## Begin Given information

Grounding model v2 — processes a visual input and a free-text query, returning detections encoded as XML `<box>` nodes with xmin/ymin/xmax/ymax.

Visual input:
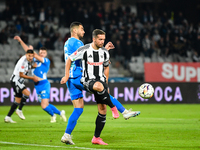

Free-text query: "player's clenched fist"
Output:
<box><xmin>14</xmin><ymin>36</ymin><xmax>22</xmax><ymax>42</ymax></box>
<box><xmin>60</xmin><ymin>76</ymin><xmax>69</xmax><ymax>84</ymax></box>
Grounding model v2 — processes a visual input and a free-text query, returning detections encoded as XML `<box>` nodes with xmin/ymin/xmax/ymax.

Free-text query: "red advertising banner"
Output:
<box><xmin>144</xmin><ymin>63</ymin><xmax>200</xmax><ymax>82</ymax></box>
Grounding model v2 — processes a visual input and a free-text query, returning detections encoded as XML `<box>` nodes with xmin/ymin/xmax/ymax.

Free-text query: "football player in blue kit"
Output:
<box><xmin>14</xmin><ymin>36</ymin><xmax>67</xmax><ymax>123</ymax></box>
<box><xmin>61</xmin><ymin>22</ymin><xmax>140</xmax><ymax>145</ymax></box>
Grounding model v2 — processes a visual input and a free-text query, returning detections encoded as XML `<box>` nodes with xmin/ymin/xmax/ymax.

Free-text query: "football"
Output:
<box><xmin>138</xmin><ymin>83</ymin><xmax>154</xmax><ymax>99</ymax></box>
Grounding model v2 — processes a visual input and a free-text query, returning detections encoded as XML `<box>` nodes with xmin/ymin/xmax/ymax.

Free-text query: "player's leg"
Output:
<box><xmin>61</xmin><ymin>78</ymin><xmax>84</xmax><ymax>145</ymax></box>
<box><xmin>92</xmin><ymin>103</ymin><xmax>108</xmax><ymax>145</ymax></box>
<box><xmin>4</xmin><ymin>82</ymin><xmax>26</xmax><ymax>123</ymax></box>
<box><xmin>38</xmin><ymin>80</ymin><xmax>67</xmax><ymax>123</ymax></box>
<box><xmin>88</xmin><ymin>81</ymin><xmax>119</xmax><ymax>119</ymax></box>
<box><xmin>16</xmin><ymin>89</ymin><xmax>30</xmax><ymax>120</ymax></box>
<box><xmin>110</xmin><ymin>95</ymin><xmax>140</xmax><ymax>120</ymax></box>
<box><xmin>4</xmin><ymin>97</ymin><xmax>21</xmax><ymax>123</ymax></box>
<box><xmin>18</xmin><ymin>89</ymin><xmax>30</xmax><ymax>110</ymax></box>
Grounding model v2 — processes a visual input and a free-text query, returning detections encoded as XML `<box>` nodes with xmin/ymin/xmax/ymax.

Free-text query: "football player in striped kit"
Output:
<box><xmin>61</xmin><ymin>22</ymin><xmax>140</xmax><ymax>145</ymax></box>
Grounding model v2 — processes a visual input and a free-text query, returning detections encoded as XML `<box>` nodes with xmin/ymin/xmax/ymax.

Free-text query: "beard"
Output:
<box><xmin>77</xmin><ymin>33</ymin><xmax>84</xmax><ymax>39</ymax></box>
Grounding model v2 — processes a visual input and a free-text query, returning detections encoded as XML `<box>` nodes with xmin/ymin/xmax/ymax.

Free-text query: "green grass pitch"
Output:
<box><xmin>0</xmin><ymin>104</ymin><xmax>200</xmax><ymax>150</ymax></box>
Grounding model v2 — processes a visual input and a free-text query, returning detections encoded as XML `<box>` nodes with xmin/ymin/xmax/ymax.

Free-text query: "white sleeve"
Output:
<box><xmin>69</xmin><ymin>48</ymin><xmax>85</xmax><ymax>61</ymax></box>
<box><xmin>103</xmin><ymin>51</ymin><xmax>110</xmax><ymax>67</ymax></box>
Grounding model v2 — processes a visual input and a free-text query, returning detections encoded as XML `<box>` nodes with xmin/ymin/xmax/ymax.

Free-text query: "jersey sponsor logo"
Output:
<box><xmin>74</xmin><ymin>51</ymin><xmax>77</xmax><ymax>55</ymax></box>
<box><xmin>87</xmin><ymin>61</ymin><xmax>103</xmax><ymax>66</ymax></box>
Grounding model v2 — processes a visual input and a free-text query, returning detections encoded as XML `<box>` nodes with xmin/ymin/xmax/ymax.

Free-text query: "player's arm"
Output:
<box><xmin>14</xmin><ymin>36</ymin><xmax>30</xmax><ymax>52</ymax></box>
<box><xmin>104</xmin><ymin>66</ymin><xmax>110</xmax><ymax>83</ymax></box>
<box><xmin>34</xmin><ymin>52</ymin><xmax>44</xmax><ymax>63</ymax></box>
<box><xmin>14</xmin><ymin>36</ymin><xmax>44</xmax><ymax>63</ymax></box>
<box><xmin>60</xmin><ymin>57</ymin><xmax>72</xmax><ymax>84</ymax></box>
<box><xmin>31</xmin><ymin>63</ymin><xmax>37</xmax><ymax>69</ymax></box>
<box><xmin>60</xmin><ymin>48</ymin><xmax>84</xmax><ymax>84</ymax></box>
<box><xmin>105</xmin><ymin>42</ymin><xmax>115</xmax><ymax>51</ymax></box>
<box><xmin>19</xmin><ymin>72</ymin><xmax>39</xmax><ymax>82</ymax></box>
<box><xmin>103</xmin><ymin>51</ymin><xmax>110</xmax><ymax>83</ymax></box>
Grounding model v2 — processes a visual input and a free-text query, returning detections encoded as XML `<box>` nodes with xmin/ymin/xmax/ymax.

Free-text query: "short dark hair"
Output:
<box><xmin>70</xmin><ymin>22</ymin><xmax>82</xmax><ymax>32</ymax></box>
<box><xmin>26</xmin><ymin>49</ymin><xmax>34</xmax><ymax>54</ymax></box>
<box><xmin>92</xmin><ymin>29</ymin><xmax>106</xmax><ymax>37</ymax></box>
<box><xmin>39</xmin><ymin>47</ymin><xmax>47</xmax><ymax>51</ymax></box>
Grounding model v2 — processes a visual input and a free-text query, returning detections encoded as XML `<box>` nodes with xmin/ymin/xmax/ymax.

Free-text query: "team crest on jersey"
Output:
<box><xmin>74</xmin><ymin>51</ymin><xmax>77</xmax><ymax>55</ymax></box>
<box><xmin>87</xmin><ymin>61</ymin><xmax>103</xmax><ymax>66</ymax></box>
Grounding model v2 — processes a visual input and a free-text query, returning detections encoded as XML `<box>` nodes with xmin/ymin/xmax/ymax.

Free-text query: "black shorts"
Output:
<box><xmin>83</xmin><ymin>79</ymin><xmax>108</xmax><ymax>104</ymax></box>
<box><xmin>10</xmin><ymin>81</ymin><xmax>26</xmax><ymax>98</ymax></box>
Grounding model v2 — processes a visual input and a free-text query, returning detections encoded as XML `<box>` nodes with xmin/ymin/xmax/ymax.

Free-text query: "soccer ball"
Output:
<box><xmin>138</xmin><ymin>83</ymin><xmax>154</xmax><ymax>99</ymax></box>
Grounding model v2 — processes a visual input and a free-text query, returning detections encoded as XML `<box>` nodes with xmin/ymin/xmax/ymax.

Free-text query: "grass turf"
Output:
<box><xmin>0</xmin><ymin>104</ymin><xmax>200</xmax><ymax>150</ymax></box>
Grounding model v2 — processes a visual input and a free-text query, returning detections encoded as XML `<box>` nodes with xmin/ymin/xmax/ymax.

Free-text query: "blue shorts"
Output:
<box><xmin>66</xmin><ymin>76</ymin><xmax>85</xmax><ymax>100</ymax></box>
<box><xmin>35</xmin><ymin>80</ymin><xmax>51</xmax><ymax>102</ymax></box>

## End Given information
## Begin Given information

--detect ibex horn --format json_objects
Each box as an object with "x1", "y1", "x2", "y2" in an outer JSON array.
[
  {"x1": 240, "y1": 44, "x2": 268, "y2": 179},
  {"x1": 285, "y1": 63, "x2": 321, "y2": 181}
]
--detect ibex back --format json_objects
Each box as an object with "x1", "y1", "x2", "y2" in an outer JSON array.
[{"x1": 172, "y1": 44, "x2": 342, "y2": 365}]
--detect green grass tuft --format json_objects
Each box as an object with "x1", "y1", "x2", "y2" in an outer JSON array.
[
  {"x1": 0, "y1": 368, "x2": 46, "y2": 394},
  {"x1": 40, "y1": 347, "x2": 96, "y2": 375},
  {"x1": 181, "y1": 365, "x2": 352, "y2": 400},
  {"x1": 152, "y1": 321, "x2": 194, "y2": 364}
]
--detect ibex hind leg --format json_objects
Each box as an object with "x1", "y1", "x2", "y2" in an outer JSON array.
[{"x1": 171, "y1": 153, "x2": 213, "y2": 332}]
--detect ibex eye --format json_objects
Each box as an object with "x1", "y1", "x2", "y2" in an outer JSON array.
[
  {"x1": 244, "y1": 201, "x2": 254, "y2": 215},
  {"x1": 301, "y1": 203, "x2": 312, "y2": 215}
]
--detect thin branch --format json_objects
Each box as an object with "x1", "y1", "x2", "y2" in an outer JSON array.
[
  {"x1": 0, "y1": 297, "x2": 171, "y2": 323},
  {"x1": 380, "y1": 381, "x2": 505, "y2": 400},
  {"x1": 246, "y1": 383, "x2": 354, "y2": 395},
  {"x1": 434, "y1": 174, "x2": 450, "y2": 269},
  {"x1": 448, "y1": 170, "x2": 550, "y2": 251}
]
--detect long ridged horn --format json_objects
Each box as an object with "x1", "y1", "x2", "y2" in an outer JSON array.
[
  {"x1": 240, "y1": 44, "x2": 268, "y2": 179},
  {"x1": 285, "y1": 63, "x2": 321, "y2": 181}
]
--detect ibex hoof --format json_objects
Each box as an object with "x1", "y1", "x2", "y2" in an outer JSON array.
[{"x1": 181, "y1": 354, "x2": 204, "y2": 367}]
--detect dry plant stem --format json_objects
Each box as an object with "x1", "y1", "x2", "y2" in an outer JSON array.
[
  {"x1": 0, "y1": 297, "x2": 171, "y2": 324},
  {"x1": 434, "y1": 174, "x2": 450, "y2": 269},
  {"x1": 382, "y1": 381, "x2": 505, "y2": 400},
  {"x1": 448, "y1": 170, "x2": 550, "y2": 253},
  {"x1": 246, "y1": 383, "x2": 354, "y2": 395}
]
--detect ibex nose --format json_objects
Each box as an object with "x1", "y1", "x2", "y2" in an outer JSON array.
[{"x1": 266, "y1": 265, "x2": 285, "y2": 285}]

## End Given information

**Your goal**
Pull out every line in the records above that contains the word "ibex", keeping each line as it appears.

**Solved problem**
--detect ibex horn --format json_objects
--detect ibex back --format json_objects
--detect ibex hind leg --format json_objects
--detect ibex eye --format json_objects
--detect ibex hoof --format json_objects
--detect ibex nose --format json_objects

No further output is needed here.